---------- EXCERPTED PASSAGE
BTW, in no way did I promote the use of haltis, head collars or any other training tool. Not sure why you brought it up. I only promoted the use of training instead of or in addition to the use of the prong, rather than using a prong as a management tool and as a "bandaid solution." In fact, I think too many people use head collars as a crutch instead of actually training their dog, too.



wvasko said:


> Now I am old school, I would be interested in opinions on how to curb that drive without aversives.
> 
> Here's an example, your dog is 200 yards from you running/searching etc and a wily pheasant pops up wild as the wind and flies away cackling, so dog has sight and noise of bird. The dog must perform with a stop to flush as he is not allowed to chase and must remain there until you get to him and heel him off and then send him on for more hunting.
> 
> Now you have heavy prey drive with a dog 200 yards or more (within judge's eyesight) I'm just sayin'.. Heavy prey drive may sometimes need aversives prong or whatever.


Basil has a high prey drive in regards to squirrels, and I trained him not to go after squirrels using the Premack Principle. It doesn't use P+ but I would say it uses P- and R+. In order to keep both Basil and the squirrels safe, he was always in a secure harness on a 6 ft leash. The alternate behavior I trained was a Sit and Watch me. What we would to was, when we'd see a squirrel, he'd spazz out like usual, and I'd just hold onto the leash and wait. As soon as his butt hit the ground, we'd either run towards the squirrel (If the squirrel was near a tree so it could get away) or if we couldn't run towards the squirrel (Say there were no trees around or the squirrel was across the street) we'd run like crazy in a different direction. In a case where you don't want to actually chase after the animal, you can run in a different direction. This was usually accompanied crazilly yelling "LET'S GO GET THAT SQUIIRRREEELL!!!" to increase the excitement of the "chase" even though we weren't going after a real squirrel. The bat-outta-hell type running like crazy in a different direction was extremely rewarding to Basil, as it was an outlet for his prey drive. If you're dog's outlet for his prey drive is more "attack" than "chase," you can bring a tug toy on walks and have a vigorous tug session as a reward. And because the reward was so high, he would willingly comply with whatever I asked of him just to be able to run like crazy after an imaginary squirrel. After he was reliably sitting every time he saw a squirrel, I asked for eye contact, and I built up the length of time in which I asked him to sit and wait and watch me. After the behavior was solid, I gradually faded out the number of times he was rewarded, until eventually we would only occasionally get to run, and the rest of the time, I'd say "Let's go!" and we'd move on past the squirrel. The slim chance that he might get to go run around like a fool keeps him eagerly obeying, though. I would wait until the behavior you're asking for is very reliable before trusting him off-leash, though, for obvious reasons. You could probably increase your dog's chance of success by gradually using longer and longer training leads to make sure he's trustworthy and won't bolt.
--------------------
● SHORT TASK 1
Retype the part of the dog-training post starting with "BTW, in no way" and going on through "their dog, too.".
● SHORT TASK 2
Put this sentence from the dog-training post into Spanish: "In order to keep both Basil and the squirrels safe, he was always in a secure harness on a 6 ft leash."
---------- RAW RECORDS
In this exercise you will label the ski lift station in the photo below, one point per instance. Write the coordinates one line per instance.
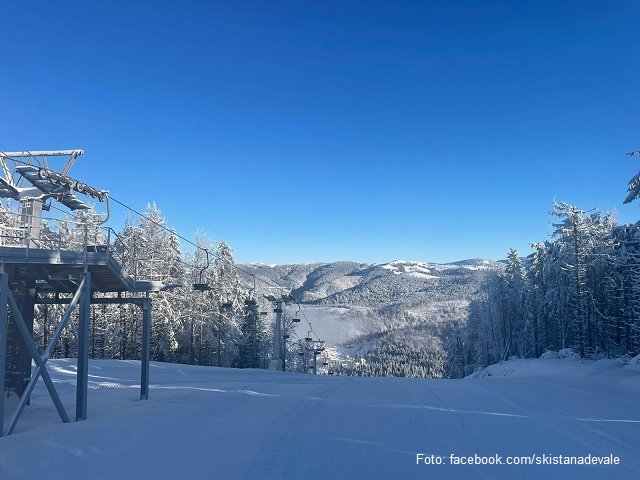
(34, 269)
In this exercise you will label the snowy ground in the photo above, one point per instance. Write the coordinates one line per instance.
(222, 423)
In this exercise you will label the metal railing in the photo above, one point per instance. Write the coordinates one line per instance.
(56, 234)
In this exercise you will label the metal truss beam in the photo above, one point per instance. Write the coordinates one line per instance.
(4, 291)
(146, 344)
(33, 350)
(83, 348)
(117, 301)
(45, 357)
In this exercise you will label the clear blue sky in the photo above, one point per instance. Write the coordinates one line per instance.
(321, 131)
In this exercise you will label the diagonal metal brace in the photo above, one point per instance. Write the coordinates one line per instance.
(33, 350)
(45, 357)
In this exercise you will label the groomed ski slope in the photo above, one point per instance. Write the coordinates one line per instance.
(217, 423)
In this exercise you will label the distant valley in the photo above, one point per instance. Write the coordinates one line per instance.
(396, 316)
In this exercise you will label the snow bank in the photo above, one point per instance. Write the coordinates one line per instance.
(564, 365)
(205, 422)
(634, 364)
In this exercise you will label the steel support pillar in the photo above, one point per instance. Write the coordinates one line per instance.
(4, 291)
(83, 348)
(33, 350)
(276, 360)
(146, 346)
(315, 362)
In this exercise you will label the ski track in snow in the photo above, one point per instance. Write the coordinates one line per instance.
(250, 424)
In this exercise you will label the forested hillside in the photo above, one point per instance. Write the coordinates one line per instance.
--------------------
● EXERCISE OUTPUT 1
BTW, in no way did I promote the use of haltis, head collars or any other training tool. Not sure why you brought it up. I only promoted the use of training instead of or in addition to the use of the prong, rather than using a prong as a management tool and as a "bandaid solution." In fact, I think too many people use head collars as a crutch instead of actually training their dog, too.

● EXERCISE OUTPUT 2
Para mantener seguros tanto a Basil como a las ardillas, siempre llevaba un arnés seguro con una correa de 6 pies.